WHAT IS NEEDED: Reproduce every record below exactly as written, leaving out any pictures.

※

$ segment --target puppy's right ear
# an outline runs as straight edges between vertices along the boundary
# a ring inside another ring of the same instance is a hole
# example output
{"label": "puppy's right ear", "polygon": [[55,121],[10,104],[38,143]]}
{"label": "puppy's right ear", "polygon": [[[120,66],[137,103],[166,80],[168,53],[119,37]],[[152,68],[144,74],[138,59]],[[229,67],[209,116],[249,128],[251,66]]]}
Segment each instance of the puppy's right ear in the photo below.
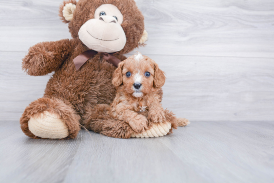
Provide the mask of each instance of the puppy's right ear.
{"label": "puppy's right ear", "polygon": [[122,85],[123,83],[123,67],[124,67],[124,62],[121,62],[118,64],[118,67],[113,73],[112,84],[115,87],[118,87]]}
{"label": "puppy's right ear", "polygon": [[60,5],[59,16],[64,23],[69,23],[72,20],[77,3],[75,0],[67,0]]}

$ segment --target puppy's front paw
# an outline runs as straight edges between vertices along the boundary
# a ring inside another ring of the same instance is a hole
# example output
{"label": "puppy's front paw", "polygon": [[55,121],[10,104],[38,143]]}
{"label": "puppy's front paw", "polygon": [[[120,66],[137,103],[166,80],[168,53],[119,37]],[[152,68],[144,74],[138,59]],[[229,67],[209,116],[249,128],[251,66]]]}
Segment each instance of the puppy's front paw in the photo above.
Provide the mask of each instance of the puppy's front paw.
{"label": "puppy's front paw", "polygon": [[147,119],[142,115],[137,115],[130,121],[130,125],[137,133],[143,132],[147,129]]}
{"label": "puppy's front paw", "polygon": [[152,110],[148,112],[148,120],[156,123],[165,120],[164,113],[162,110]]}

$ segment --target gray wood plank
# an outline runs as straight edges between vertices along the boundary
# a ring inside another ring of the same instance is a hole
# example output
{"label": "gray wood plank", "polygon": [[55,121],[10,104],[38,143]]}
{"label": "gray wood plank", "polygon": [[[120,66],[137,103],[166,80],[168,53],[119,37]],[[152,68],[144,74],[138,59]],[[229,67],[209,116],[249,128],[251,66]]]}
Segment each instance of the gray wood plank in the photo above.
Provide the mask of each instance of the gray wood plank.
{"label": "gray wood plank", "polygon": [[[0,121],[0,134],[18,129]],[[195,121],[172,134],[119,139],[0,139],[0,183],[272,183],[273,122]]]}
{"label": "gray wood plank", "polygon": [[[18,120],[49,77],[26,75],[23,52],[0,52],[0,116]],[[127,55],[130,56],[130,55]],[[273,59],[148,55],[165,72],[164,107],[191,120],[274,119]]]}

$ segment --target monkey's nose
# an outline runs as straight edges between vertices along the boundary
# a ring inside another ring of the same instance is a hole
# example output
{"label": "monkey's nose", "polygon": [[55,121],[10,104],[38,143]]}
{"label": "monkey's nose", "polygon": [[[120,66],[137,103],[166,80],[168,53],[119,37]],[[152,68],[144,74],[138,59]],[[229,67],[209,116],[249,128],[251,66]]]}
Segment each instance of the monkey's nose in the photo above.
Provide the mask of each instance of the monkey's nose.
{"label": "monkey's nose", "polygon": [[133,84],[133,86],[136,89],[139,89],[141,86],[142,84],[141,84],[140,83],[135,83],[134,84]]}

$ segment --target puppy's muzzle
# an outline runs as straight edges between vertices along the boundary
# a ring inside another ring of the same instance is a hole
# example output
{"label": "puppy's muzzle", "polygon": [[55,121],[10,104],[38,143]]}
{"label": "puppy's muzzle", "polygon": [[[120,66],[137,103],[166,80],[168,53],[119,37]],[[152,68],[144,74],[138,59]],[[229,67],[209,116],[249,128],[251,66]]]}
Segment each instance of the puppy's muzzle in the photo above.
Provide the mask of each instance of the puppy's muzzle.
{"label": "puppy's muzzle", "polygon": [[133,86],[136,89],[139,89],[141,86],[142,84],[141,84],[140,83],[135,83],[134,84],[133,84]]}

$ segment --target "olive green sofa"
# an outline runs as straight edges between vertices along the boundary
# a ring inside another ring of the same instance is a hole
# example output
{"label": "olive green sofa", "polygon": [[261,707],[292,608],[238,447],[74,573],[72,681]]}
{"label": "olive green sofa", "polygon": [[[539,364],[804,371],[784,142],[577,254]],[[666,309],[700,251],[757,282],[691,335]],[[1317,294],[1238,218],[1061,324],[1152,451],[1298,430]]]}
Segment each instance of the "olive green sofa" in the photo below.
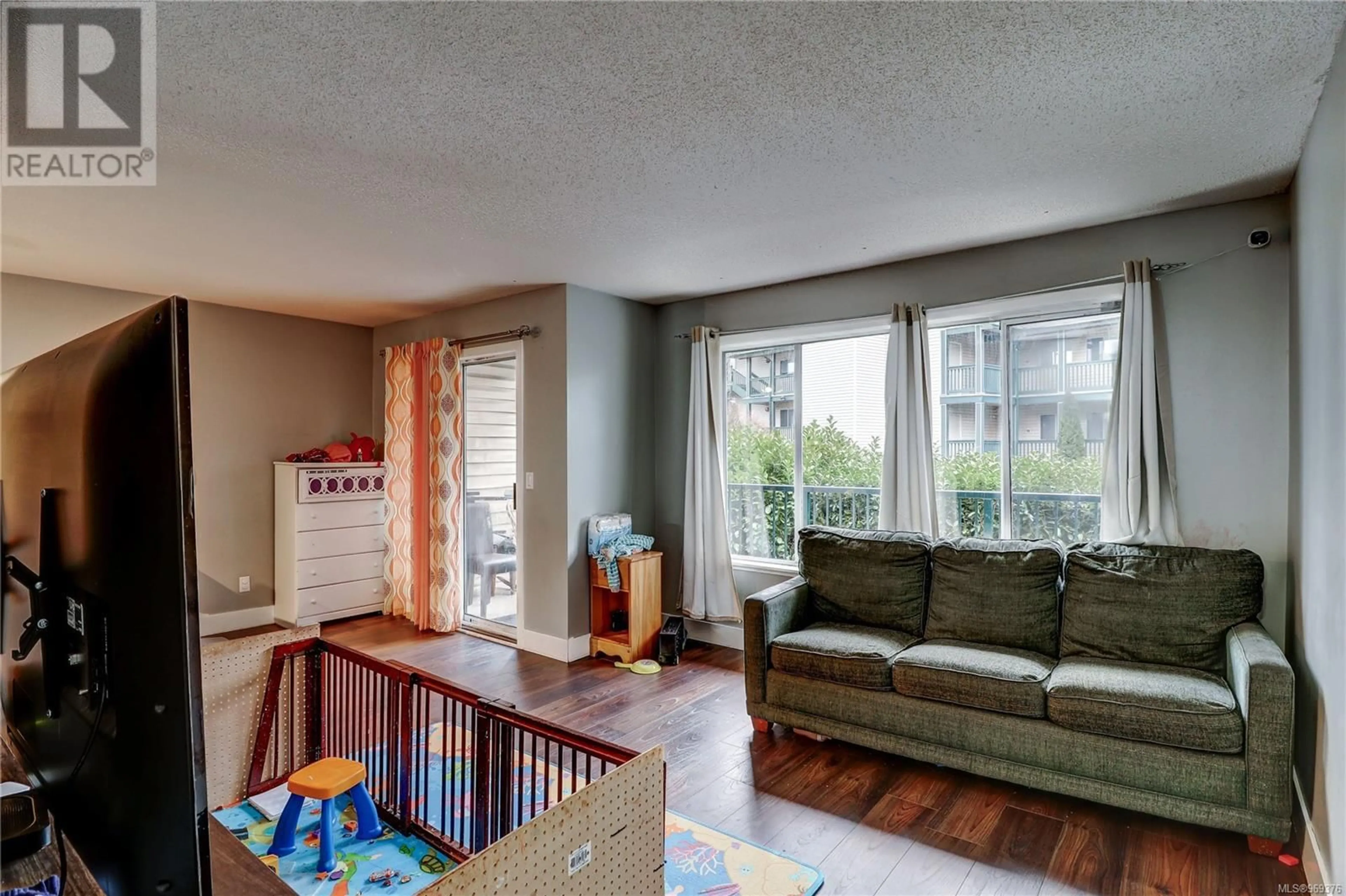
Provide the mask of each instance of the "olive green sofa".
{"label": "olive green sofa", "polygon": [[744,605],[771,722],[1279,850],[1295,677],[1249,550],[808,527]]}

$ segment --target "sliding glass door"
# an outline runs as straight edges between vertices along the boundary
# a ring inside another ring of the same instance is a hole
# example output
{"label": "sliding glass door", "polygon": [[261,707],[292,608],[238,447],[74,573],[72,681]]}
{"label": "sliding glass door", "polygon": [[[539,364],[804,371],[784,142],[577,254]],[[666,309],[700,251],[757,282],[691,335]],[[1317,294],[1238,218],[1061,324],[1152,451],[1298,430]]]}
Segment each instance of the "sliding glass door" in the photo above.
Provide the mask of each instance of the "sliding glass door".
{"label": "sliding glass door", "polygon": [[463,624],[514,638],[520,619],[517,343],[463,352]]}

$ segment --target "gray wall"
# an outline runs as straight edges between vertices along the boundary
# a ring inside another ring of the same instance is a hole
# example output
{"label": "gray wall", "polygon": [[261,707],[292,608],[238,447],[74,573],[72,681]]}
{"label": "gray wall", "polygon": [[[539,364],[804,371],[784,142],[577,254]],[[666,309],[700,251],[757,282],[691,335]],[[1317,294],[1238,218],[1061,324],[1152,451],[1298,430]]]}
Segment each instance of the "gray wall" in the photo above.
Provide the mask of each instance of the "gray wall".
{"label": "gray wall", "polygon": [[654,316],[650,305],[565,288],[572,638],[590,631],[588,518],[625,510],[637,533],[654,525]]}
{"label": "gray wall", "polygon": [[1337,50],[1292,199],[1288,640],[1296,677],[1295,770],[1324,864],[1341,884],[1346,873],[1346,44]]}
{"label": "gray wall", "polygon": [[[532,491],[520,488],[521,585],[528,630],[556,638],[569,632],[569,507],[567,505],[565,287],[546,287],[494,301],[402,320],[374,330],[374,350],[432,336],[479,336],[524,324],[540,334],[524,340],[524,410],[520,444]],[[366,357],[367,358],[367,357]],[[384,361],[373,357],[373,413],[384,429]]]}
{"label": "gray wall", "polygon": [[[4,274],[0,370],[160,296]],[[201,612],[275,601],[272,461],[370,431],[370,330],[192,301],[191,439]],[[252,591],[238,593],[238,577]]]}
{"label": "gray wall", "polygon": [[[1163,281],[1172,366],[1178,505],[1187,544],[1246,546],[1267,565],[1264,623],[1285,631],[1288,482],[1288,203],[1269,196],[1075,230],[829,277],[660,307],[656,535],[673,608],[682,544],[692,324],[760,330],[887,313],[895,301],[958,304],[1120,273],[1127,258],[1198,261],[1241,246],[1253,227],[1275,242]],[[774,581],[755,574],[748,589]]]}

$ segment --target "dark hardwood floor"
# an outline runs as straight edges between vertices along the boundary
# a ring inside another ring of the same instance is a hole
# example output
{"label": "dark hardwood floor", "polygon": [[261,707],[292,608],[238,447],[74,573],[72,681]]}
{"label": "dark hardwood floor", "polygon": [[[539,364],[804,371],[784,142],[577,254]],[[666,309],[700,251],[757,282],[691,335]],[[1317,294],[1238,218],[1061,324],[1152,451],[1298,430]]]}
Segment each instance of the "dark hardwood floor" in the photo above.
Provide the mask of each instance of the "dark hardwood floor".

※

FULL OUTPUT:
$ segment --target puppy's right ear
# an outline runs as straight edges between vertices along the boundary
# a ring inside another ring of the same instance is a hole
# example output
{"label": "puppy's right ear", "polygon": [[55,121],[10,104],[38,143]]}
{"label": "puppy's right ear", "polygon": [[[120,66],[137,103],[166,80],[168,53],[119,37]],[[152,68],[144,74],[138,59]],[[229,67],[209,116],[249,128],[251,66]]]}
Segment each instance of the puppy's right ear in the photo below.
Provide the mask of each instance of the puppy's right ear.
{"label": "puppy's right ear", "polygon": [[122,85],[123,83],[123,67],[124,67],[124,62],[121,62],[118,64],[118,67],[113,73],[112,84],[115,87],[118,87]]}
{"label": "puppy's right ear", "polygon": [[60,5],[59,16],[64,23],[69,23],[72,20],[77,3],[75,0],[67,0]]}

$ segment --target puppy's front paw
# an outline runs as straight edges between vertices along the boundary
# a ring inside another ring of the same instance is a hole
# example output
{"label": "puppy's front paw", "polygon": [[55,121],[10,104],[38,143]]}
{"label": "puppy's front paw", "polygon": [[[120,66],[137,103],[166,80],[168,53],[119,37]],[[152,68],[144,74],[138,59]],[[229,67],[209,116],[249,128],[251,66]]]}
Segment each instance of the puppy's front paw in the photo above.
Provide the mask of each instance of the puppy's front paw.
{"label": "puppy's front paw", "polygon": [[147,119],[142,115],[137,115],[130,121],[130,125],[137,133],[143,132],[147,129]]}
{"label": "puppy's front paw", "polygon": [[152,110],[148,112],[148,120],[156,123],[165,120],[164,113],[162,110]]}

$ segment --target gray wood plank
# an outline runs as straight edges between vertices along the boundary
# a ring inside another ring of the same instance is a hole
# example output
{"label": "gray wood plank", "polygon": [[55,121],[10,104],[38,143]]}
{"label": "gray wood plank", "polygon": [[[120,66],[137,103],[166,80],[168,53],[119,37]],[[152,68],[144,74],[138,59]],[[229,67],[209,116],[249,128],[251,66]]]}
Segment each instance of the gray wood plank in the photo above.
Provide the mask of each instance of the gray wood plank.
{"label": "gray wood plank", "polygon": [[[0,121],[0,134],[18,129]],[[195,121],[172,134],[119,139],[0,139],[0,183],[272,183],[273,122]]]}
{"label": "gray wood plank", "polygon": [[[18,120],[49,77],[26,75],[23,52],[0,52],[0,116]],[[127,55],[130,56],[130,55]],[[273,59],[148,55],[165,72],[164,107],[191,120],[274,119]]]}

$ segment --target monkey's nose
# an outline runs as straight edges between vertices along the boundary
# a ring inside another ring of the same instance is a hole
# example output
{"label": "monkey's nose", "polygon": [[55,121],[10,104],[38,143]]}
{"label": "monkey's nose", "polygon": [[[120,66],[137,103],[166,80],[168,53],[119,37]],[[152,68],[144,74],[138,59]],[[229,67],[209,116],[249,128],[251,66]]]}
Segment each instance of the monkey's nose in the photo above.
Provide the mask of each instance of the monkey's nose.
{"label": "monkey's nose", "polygon": [[133,84],[133,86],[136,89],[139,89],[141,86],[142,84],[141,84],[140,83],[135,83],[134,84]]}

$ segment --target puppy's muzzle
# an outline runs as straight edges between vertices along the boundary
# a ring inside another ring of the same instance is a hole
# example output
{"label": "puppy's muzzle", "polygon": [[55,121],[10,104],[38,143]]}
{"label": "puppy's muzzle", "polygon": [[[120,66],[137,103],[166,80],[168,53],[119,37]],[[152,68],[144,74],[138,59]],[[229,67],[209,116],[249,128],[251,66]]]}
Segment each instance of the puppy's muzzle in the photo above.
Provide the mask of each instance of the puppy's muzzle.
{"label": "puppy's muzzle", "polygon": [[133,86],[136,89],[139,89],[141,86],[142,84],[141,84],[140,83],[135,83],[134,84],[133,84]]}

$ segment --target "olive green sofa"
# an outline runs as straight edges between vertices along the boundary
# a ring inside another ring of the same instance is a hole
# example output
{"label": "olive green sofa", "polygon": [[261,707],[292,608],[238,447],[74,573],[72,681]]}
{"label": "olive green sofa", "polygon": [[[539,364],[804,371],[784,142],[577,254]],[[666,309],[700,251],[757,282],[691,335]],[[1317,294],[1238,218],[1061,324],[1152,451],[1298,430]]]}
Segment each instance of the "olive green sofa" in the photo below.
Provide the mask of each instance of the "olive green sofa".
{"label": "olive green sofa", "polygon": [[744,605],[771,722],[1279,850],[1295,677],[1249,550],[808,527]]}

$ segment --target "sliding glass door"
# an outline runs as straight edges between vertices along the boundary
# a ring inside another ring of the same instance is a hole
# example output
{"label": "sliding glass door", "polygon": [[261,707],[292,608],[238,447],[74,573],[72,681]]}
{"label": "sliding glass door", "polygon": [[[539,364],[804,371],[784,142],[577,254]],[[666,309],[700,251],[757,282],[691,335]],[[1317,294],[1238,218],[1061,324],[1152,451],[1298,430]]]}
Segment each instance of the "sliding glass door" in the photo above.
Provide the mask of each instance of the "sliding glass door".
{"label": "sliding glass door", "polygon": [[463,624],[514,638],[520,619],[517,343],[463,352]]}

$ segment --target "gray wall"
# an outline runs as straight edges between vertices along the boundary
# a ring inside another ring of the same instance is a hole
# example output
{"label": "gray wall", "polygon": [[261,707],[292,608],[238,447],[74,573],[72,681]]}
{"label": "gray wall", "polygon": [[[539,364],[804,371],[784,142],[577,254]],[[666,309],[700,251],[757,282],[691,335]],[[1317,294],[1238,218],[1061,324],[1152,451],[1298,430]]]}
Segment each instance of the "gray wall" in the photo above.
Provide the mask of each instance of the "gray wall".
{"label": "gray wall", "polygon": [[654,316],[650,305],[565,288],[572,638],[590,631],[588,518],[625,510],[637,533],[654,525]]}
{"label": "gray wall", "polygon": [[1337,50],[1292,199],[1288,640],[1296,677],[1295,770],[1324,864],[1341,884],[1346,873],[1346,44]]}
{"label": "gray wall", "polygon": [[[532,491],[520,488],[521,585],[528,630],[556,638],[569,632],[569,507],[567,505],[565,287],[546,287],[494,301],[402,320],[374,330],[374,350],[432,336],[479,336],[524,324],[540,334],[524,340],[524,410],[520,444]],[[366,357],[367,358],[367,357]],[[384,361],[373,357],[373,413],[384,429]]]}
{"label": "gray wall", "polygon": [[[4,274],[0,370],[160,296]],[[201,612],[275,601],[272,461],[370,431],[370,330],[192,301],[191,439]],[[252,591],[238,593],[238,577]]]}
{"label": "gray wall", "polygon": [[[1163,281],[1172,366],[1178,505],[1187,544],[1246,546],[1267,565],[1264,623],[1285,631],[1288,482],[1288,203],[1269,196],[1075,230],[829,277],[660,307],[656,535],[673,608],[682,544],[692,324],[760,330],[887,313],[895,301],[958,304],[1120,273],[1127,258],[1198,261],[1241,246],[1253,227],[1275,242]],[[774,581],[755,574],[748,589]]]}

$ segment --target "dark hardwood floor"
# an outline runs as straight edges between vertices along the boundary
# a ring inside another ring of the same instance is a hole
# example output
{"label": "dark hardwood floor", "polygon": [[261,707],[292,608],[238,447],[74,573],[72,681]]}
{"label": "dark hardwood floor", "polygon": [[[539,364],[804,371],[784,142],[577,254]],[[666,309],[700,251],[757,282],[691,335]],[[1317,294],[1238,218],[1061,324],[1152,451],[1298,430]]]}
Segment each instance of the "dark hardwood floor" in the photo above.
Provide the mask of each instance of the "dark hardwood floor".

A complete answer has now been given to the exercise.